▸ Supplied records
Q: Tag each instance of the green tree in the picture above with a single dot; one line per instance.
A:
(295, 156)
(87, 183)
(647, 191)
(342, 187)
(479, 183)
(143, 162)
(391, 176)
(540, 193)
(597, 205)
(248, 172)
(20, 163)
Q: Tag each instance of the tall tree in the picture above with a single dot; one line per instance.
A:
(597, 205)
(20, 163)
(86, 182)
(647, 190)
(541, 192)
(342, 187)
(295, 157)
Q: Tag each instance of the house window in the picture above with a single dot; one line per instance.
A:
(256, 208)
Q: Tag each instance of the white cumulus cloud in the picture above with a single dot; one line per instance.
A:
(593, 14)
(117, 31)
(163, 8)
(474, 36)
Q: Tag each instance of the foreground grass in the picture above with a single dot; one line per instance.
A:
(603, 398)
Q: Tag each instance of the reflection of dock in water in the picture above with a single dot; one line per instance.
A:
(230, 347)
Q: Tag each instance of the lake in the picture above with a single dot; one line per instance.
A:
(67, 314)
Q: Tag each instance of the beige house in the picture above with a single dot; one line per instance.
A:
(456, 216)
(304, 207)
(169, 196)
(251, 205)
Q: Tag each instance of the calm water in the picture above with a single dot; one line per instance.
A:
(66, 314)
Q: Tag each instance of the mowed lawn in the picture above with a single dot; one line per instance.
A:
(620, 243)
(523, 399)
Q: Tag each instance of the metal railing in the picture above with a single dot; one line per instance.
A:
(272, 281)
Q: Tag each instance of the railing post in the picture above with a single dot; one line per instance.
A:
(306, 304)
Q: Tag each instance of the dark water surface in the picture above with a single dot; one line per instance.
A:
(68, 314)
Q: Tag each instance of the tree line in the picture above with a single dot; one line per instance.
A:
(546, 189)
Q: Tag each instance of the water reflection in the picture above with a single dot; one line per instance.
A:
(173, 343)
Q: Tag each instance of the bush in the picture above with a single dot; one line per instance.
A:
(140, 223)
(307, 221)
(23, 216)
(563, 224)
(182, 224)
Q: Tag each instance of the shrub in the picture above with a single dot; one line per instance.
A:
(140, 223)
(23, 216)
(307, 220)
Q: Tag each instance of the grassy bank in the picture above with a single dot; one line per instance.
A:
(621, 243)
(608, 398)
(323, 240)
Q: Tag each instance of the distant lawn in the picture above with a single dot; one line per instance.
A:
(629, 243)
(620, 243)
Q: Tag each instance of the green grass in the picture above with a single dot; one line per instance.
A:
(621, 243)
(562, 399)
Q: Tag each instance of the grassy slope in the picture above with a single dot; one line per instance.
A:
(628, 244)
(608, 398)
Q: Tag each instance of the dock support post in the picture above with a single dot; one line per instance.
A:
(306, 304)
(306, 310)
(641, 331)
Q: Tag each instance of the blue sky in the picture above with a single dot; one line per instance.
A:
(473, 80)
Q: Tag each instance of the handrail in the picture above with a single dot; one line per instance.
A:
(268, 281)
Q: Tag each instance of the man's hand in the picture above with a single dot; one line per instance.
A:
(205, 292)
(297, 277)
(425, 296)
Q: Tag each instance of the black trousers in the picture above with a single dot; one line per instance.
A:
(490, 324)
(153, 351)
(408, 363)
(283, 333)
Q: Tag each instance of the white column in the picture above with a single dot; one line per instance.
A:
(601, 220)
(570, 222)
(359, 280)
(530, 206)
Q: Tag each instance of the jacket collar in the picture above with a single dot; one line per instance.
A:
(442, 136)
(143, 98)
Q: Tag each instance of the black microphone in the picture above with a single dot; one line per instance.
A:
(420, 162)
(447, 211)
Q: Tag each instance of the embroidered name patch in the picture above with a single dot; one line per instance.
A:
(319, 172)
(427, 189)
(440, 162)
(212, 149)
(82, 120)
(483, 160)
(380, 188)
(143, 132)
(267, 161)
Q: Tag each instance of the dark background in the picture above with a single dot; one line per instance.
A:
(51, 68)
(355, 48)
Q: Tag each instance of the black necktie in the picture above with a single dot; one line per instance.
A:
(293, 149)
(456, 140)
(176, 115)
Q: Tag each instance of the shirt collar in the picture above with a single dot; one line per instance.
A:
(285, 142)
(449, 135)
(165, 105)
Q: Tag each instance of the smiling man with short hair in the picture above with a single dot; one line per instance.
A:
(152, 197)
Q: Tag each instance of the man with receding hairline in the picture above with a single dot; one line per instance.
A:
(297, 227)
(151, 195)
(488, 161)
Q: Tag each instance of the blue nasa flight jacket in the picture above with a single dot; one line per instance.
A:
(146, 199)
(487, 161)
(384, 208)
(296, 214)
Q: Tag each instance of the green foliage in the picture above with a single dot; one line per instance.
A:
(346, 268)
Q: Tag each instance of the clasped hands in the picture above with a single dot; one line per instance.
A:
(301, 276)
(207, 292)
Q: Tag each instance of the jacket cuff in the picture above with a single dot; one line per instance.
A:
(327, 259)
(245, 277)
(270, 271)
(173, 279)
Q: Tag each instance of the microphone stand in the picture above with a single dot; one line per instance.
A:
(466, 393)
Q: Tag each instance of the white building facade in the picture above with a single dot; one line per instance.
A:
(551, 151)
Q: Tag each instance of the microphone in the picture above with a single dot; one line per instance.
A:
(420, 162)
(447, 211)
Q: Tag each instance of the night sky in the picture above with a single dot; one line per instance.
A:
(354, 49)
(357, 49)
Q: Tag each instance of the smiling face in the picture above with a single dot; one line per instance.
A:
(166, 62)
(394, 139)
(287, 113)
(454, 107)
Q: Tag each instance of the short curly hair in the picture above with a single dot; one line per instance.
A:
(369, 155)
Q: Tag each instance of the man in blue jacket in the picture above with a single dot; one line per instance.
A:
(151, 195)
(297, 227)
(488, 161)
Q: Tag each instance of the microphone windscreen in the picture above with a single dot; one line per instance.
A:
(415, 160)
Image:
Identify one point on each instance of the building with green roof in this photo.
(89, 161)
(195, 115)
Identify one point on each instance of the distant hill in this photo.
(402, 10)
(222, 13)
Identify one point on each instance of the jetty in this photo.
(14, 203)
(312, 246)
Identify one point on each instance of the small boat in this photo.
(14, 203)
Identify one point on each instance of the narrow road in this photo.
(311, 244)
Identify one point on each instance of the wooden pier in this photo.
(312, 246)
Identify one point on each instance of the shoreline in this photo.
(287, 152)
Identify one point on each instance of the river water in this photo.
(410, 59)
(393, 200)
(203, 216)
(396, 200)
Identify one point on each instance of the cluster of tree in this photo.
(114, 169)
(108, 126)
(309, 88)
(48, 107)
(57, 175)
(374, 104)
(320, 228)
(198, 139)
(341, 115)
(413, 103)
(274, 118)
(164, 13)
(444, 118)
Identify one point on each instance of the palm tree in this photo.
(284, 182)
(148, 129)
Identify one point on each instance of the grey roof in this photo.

▸ What is being asked
Extract the full listing above without alteration.

▸ Response to the exercise
Q: Tag each instance of the green tree in the picture above with a single dot; one line per instance.
A:
(295, 156)
(87, 183)
(647, 191)
(342, 187)
(479, 183)
(143, 162)
(391, 176)
(540, 193)
(597, 205)
(248, 172)
(20, 163)
Q: Tag each instance of the tall tree in the picture above with a single dot; one line per instance.
A:
(597, 205)
(20, 163)
(86, 182)
(647, 190)
(541, 192)
(342, 187)
(295, 157)
Q: Tag each instance of the house window in the picture above with a single dot; one line per instance.
A:
(256, 208)
Q: Tag each instance of the white cumulus cloud in the picture above with a single dot; one line per instance.
A:
(593, 14)
(117, 31)
(163, 8)
(474, 36)
Q: Tag each instance of the foreground grass in the picture above with a single dot; one line per instance.
A:
(603, 398)
Q: Tag each instance of the reflection of dock in water in the picture above with a single dot; one line per instance.
A:
(230, 347)
Q: Tag each instance of the lake in the picture above with a single dot; one line per instance.
A:
(67, 314)
Q: Tag each instance of the beige house in the picture above with a single dot; one line per instance.
A:
(456, 216)
(304, 207)
(169, 196)
(251, 205)
Q: Tag each instance of the calm water in the picture above with a single dot; one line per instance.
A:
(66, 314)
Q: Tag each instance of the mowed lawn in the picture above with a single dot; one line per instance.
A:
(620, 243)
(523, 399)
Q: Tag each instance of the metal railing in the picture above with a single dot; one line per instance.
A:
(272, 281)
Q: Tag each instance of the railing post in the picture above with a single dot; one line per instance.
A:
(306, 304)
Q: Tag each instance of the dark water surface in the picture above with a single dot; one line per instance.
A:
(68, 314)
Q: Tag each instance of the tree line in the picture above with a single dot; one line per instance.
A:
(546, 189)
Q: Tag each instance of the water reflection in the picture above with a single dot; one line per instance.
A:
(173, 343)
Q: Tag each instance of the bush in the picture above with a single dot; one line per instance.
A:
(140, 223)
(307, 221)
(23, 216)
(563, 224)
(182, 224)
Q: Tag each instance of the shrub in the picture above with a single dot; one line per instance.
A:
(140, 223)
(23, 216)
(307, 220)
Q: Tag each instance of the grassy bank in the picture above with a single dot; one line per instance.
A:
(621, 243)
(608, 398)
(323, 240)
Q: Tag each instance of the distant lawn in the picture above with a single dot; one line per instance.
A:
(629, 243)
(620, 243)
Q: Tag each instance of the green grass in the picture above with a single dot; one line per instance.
A:
(621, 243)
(562, 399)
Q: Tag each instance of the grassy slope in the picture above with a single dot; one line per instance.
A:
(628, 244)
(608, 398)
Q: Tag each instance of the dock support post in the picture above with a single dot; one line per instance.
A:
(306, 304)
(306, 310)
(641, 331)
Q: Tag each instance of the blue sky in the picture above with a single dot; one line per instance.
A:
(473, 80)
Q: Tag each instance of the handrail in the picture above with a single dot; one line per instance.
A:
(268, 281)
Q: Tag each instance of the man's hand in the picture above with a single dot; one line per instance.
A:
(205, 292)
(297, 277)
(425, 296)
Q: Tag each instance of the black trousers in the picture above with a single dot; one line per instance.
A:
(490, 324)
(153, 351)
(408, 363)
(283, 333)
Q: Tag each instance of the white column in the picture above with a single dot; one line per instance.
A:
(601, 220)
(570, 222)
(359, 280)
(530, 206)
Q: Tag each instance of the jacket collar in the picture above with a single dot; one line per instance.
A:
(442, 136)
(143, 98)
Q: Tag each instance of the black microphone in the picture above with a single dot; one line per instance.
A:
(420, 162)
(447, 211)
Q: Tag each instance of the embroidered name patch in the picture above with a single dot; one line per instance.
A:
(319, 172)
(427, 189)
(440, 162)
(212, 149)
(82, 120)
(483, 160)
(380, 188)
(143, 132)
(267, 161)
Q: Tag each instance of the dark background in the picture above with a single dot; one line per instance.
A:
(51, 68)
(355, 48)
Q: Tag each instance of the black necktie in the picture above with a single dot; one line per instance.
A:
(293, 149)
(456, 140)
(176, 115)
Q: Tag each instance of the shirt collar in the picture above with a single dot; one line per instance.
A:
(285, 142)
(449, 135)
(165, 105)
Q: Tag each instance of the smiling man with short hair in the picture above with a single dot; one line per instance.
A:
(152, 197)
Q: Tag each instance of the man with receding hairline in the picture above with a single dot; one line per instance.
A:
(297, 227)
(151, 195)
(488, 161)
Q: Tag each instance of the blue nasa flight jacket in the picture above with a single dot; one line per instance.
A:
(146, 199)
(487, 161)
(384, 208)
(296, 214)
Q: Tag each instance of the green foliage in the picture above with a single dot; one line per instance.
A:
(346, 268)
Q: Tag each instance of the clasped hands in the picture above with a single dot; one line per instance.
A:
(301, 276)
(207, 292)
Q: Tag each instance of the jacket cuff in the picture above with a single dot; one line per instance.
A:
(327, 259)
(245, 277)
(270, 271)
(173, 279)
Q: Tag each instance of the microphone stand in the picture above with a single dot; one line per instance.
A:
(466, 393)
Q: Tag each instance of the white building facade in the picture above with a single dot; one line per instance.
A:
(551, 151)
Q: Tag each instance of the microphone in the picture above with a single dot; one line per instance.
A:
(420, 162)
(447, 211)
Q: Tag each instance of the night sky in the picture above with a single dot; one line per instance.
A:
(354, 49)
(357, 49)
Q: Tag each instance of the smiling face in the picture above with a single dot; one line per instance.
A:
(166, 62)
(394, 139)
(287, 113)
(454, 107)
Q: Tag each instance of the short curly hair in the picture above with a single dot; one line per instance.
A:
(369, 155)
Q: Tag each instance of the man in blue jacket in the picture above with a single dot; one line per instance.
A:
(151, 195)
(297, 227)
(488, 161)
Q: Tag each instance of the microphone windscreen in the picture above with a single dot; one line per instance.
A:
(415, 160)
Image:
Identify one point on each instance of the building with green roof in this photo.
(89, 161)
(195, 115)
Identify one point on each instance of the distant hill in this photo.
(402, 10)
(222, 13)
Identify one point on each instance of the jetty in this photo.
(14, 203)
(312, 246)
Identify one point on each instance of the small boat in this photo.
(14, 203)
Identify one point on each instance of the narrow road in this photo.
(311, 244)
Identify one point on each instance of the wooden pier in this photo.
(312, 246)
Identify one point on each instance of the shoreline in this photo.
(287, 152)
Identify one point on each instance of the river water in this photo.
(410, 59)
(393, 200)
(203, 216)
(396, 200)
Identify one point on each instance of the cluster of tree in this photo.
(114, 169)
(108, 126)
(309, 88)
(48, 107)
(57, 175)
(374, 104)
(320, 228)
(198, 139)
(341, 115)
(413, 103)
(274, 118)
(164, 13)
(444, 118)
Identify one point on each instance of the palm tree in this photo.
(284, 182)
(148, 129)
Identify one point on each instance of the grey roof in this photo.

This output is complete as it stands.